EXERCISE AIM →
Please count the lines in the entries below that contain the string "round", and reply with that number alone.

LISTED RECORDS →
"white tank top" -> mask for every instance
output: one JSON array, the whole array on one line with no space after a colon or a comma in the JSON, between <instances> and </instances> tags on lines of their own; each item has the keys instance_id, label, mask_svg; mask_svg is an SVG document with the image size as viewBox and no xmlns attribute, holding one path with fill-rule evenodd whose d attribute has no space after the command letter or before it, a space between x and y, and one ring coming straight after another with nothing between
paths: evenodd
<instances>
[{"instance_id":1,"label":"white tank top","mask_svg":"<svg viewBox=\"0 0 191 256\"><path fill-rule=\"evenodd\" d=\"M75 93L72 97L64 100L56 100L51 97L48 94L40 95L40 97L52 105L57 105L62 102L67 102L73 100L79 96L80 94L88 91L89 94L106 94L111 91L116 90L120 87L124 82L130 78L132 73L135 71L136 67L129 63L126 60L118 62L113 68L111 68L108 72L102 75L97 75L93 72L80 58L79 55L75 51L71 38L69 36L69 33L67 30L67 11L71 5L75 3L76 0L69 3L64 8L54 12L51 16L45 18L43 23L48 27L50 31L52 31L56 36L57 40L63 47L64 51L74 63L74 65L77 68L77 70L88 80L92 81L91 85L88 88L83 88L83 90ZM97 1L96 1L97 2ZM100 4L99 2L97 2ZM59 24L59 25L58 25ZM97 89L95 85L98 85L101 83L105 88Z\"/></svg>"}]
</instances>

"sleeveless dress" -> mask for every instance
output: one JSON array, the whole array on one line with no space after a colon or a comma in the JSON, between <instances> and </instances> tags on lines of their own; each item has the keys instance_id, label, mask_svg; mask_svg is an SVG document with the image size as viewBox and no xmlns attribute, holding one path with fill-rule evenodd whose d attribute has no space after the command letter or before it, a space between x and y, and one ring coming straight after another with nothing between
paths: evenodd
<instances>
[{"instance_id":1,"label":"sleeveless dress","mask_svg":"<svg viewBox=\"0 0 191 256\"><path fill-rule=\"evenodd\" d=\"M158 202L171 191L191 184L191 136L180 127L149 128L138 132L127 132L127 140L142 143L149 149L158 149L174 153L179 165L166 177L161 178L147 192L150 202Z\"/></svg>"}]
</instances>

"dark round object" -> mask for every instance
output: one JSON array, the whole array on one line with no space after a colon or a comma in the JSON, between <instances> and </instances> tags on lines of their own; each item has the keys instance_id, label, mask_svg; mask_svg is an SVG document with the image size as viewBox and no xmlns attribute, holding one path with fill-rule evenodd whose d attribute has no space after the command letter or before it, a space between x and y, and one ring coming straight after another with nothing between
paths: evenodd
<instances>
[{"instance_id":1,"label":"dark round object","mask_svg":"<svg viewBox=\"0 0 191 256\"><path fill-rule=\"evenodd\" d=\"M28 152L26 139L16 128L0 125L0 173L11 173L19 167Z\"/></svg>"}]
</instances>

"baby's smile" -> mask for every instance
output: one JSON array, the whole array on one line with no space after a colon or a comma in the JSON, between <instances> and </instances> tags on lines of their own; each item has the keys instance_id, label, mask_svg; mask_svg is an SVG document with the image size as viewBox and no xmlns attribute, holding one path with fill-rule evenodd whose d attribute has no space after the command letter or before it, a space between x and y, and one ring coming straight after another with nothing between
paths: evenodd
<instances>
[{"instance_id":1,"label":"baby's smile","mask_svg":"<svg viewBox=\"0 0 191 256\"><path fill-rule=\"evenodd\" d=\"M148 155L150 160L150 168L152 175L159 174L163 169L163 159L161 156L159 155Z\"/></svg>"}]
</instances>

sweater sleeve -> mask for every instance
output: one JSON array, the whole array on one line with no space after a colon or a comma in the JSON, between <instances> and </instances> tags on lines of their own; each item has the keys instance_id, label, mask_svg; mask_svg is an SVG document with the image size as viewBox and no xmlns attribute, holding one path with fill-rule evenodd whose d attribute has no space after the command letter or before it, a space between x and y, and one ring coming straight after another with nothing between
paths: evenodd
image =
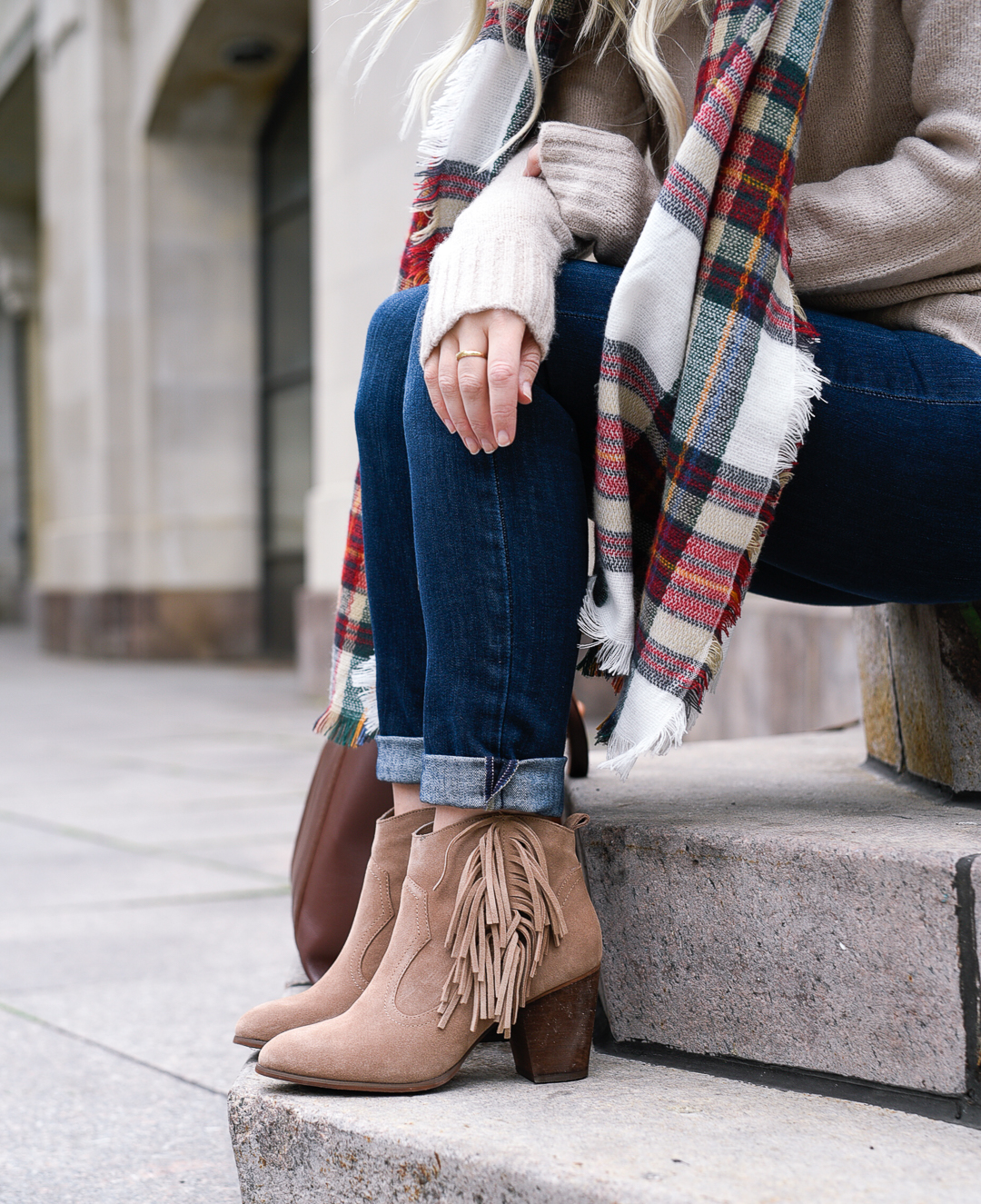
<instances>
[{"instance_id":1,"label":"sweater sleeve","mask_svg":"<svg viewBox=\"0 0 981 1204\"><path fill-rule=\"evenodd\" d=\"M611 165L613 143L621 144L633 165L656 136L655 119L624 53L613 47L597 59L599 45L593 40L578 46L569 35L545 92L543 117L621 135L601 140L602 167ZM555 329L555 276L562 259L583 244L545 178L522 175L526 159L527 152L512 159L460 214L432 256L419 348L424 364L465 313L483 309L519 314L542 354L548 353ZM590 159L598 161L595 149ZM568 166L565 160L563 166ZM602 232L581 237L598 241Z\"/></svg>"},{"instance_id":2,"label":"sweater sleeve","mask_svg":"<svg viewBox=\"0 0 981 1204\"><path fill-rule=\"evenodd\" d=\"M965 70L963 49L981 43L981 10L977 0L903 0L902 8L915 135L885 163L794 188L793 275L805 296L877 291L981 264L981 73Z\"/></svg>"},{"instance_id":3,"label":"sweater sleeve","mask_svg":"<svg viewBox=\"0 0 981 1204\"><path fill-rule=\"evenodd\" d=\"M575 241L544 179L524 176L520 153L480 193L437 247L422 317L422 364L466 313L510 309L548 353L555 330L555 275Z\"/></svg>"}]
</instances>

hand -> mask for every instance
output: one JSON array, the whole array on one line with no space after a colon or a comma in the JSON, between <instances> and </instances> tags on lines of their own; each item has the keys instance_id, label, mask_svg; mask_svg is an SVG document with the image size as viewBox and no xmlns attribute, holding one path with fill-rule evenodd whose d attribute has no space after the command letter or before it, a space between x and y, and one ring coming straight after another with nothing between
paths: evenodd
<instances>
[{"instance_id":1,"label":"hand","mask_svg":"<svg viewBox=\"0 0 981 1204\"><path fill-rule=\"evenodd\" d=\"M484 352L486 359L456 353ZM467 313L426 360L430 401L472 455L514 442L518 403L527 406L542 350L524 318L509 309Z\"/></svg>"}]
</instances>

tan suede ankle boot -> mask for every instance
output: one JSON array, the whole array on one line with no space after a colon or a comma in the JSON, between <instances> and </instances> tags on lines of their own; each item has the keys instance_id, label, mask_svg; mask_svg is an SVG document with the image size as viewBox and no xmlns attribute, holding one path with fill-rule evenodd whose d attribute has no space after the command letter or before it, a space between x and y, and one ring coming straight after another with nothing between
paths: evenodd
<instances>
[{"instance_id":1,"label":"tan suede ankle boot","mask_svg":"<svg viewBox=\"0 0 981 1204\"><path fill-rule=\"evenodd\" d=\"M260 1003L247 1011L236 1025L236 1044L262 1049L277 1033L339 1016L348 1010L371 981L389 948L412 834L424 824L432 822L432 815L431 807L422 807L404 815L386 811L378 820L357 910L337 961L318 982L300 995Z\"/></svg>"},{"instance_id":2,"label":"tan suede ankle boot","mask_svg":"<svg viewBox=\"0 0 981 1204\"><path fill-rule=\"evenodd\" d=\"M533 1082L589 1070L603 946L575 827L496 813L413 837L389 948L342 1015L294 1028L260 1074L343 1091L426 1091L496 1021Z\"/></svg>"}]
</instances>

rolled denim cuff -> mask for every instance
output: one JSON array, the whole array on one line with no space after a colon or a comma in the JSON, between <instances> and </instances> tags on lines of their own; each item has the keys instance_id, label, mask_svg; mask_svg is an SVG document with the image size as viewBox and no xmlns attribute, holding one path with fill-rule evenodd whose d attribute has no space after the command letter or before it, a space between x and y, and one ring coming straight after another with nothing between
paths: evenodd
<instances>
[{"instance_id":1,"label":"rolled denim cuff","mask_svg":"<svg viewBox=\"0 0 981 1204\"><path fill-rule=\"evenodd\" d=\"M379 781L401 781L414 785L422 779L421 736L376 736L378 765L374 775Z\"/></svg>"},{"instance_id":2,"label":"rolled denim cuff","mask_svg":"<svg viewBox=\"0 0 981 1204\"><path fill-rule=\"evenodd\" d=\"M496 756L426 754L422 759L419 797L432 807L483 807L491 811L557 818L562 814L565 793L563 756L508 761Z\"/></svg>"}]
</instances>

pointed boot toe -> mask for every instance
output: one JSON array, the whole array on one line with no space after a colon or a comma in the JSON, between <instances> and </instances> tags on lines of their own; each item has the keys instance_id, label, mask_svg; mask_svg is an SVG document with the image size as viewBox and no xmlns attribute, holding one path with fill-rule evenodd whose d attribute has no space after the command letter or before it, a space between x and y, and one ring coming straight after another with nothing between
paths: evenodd
<instances>
[{"instance_id":1,"label":"pointed boot toe","mask_svg":"<svg viewBox=\"0 0 981 1204\"><path fill-rule=\"evenodd\" d=\"M260 1003L235 1026L235 1044L262 1049L290 1028L343 1015L367 987L395 929L395 916L412 848L412 834L432 820L432 808L383 815L374 830L371 858L348 939L321 979L282 999Z\"/></svg>"},{"instance_id":2,"label":"pointed boot toe","mask_svg":"<svg viewBox=\"0 0 981 1204\"><path fill-rule=\"evenodd\" d=\"M368 987L343 1015L276 1037L256 1070L343 1091L429 1091L496 1023L525 1078L585 1078L602 940L575 857L584 821L497 813L416 833Z\"/></svg>"}]
</instances>

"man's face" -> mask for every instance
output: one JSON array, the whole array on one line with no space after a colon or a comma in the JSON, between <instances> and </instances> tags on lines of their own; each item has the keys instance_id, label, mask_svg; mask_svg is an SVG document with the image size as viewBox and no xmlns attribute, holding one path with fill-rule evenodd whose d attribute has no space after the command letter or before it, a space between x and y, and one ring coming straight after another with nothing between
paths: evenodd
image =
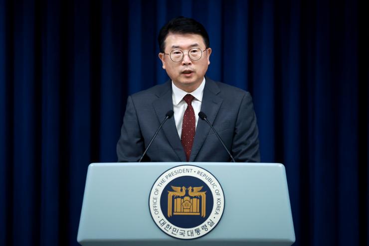
<instances>
[{"instance_id":1,"label":"man's face","mask_svg":"<svg viewBox=\"0 0 369 246\"><path fill-rule=\"evenodd\" d=\"M183 59L180 62L175 62L169 55L159 53L163 68L176 86L187 92L191 92L200 86L210 64L209 58L211 53L211 49L208 48L202 52L201 58L193 61L187 52L191 48L198 48L201 50L206 49L201 35L170 33L165 39L165 53L170 54L173 50L180 49L184 52Z\"/></svg>"}]
</instances>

FINAL RESULT →
2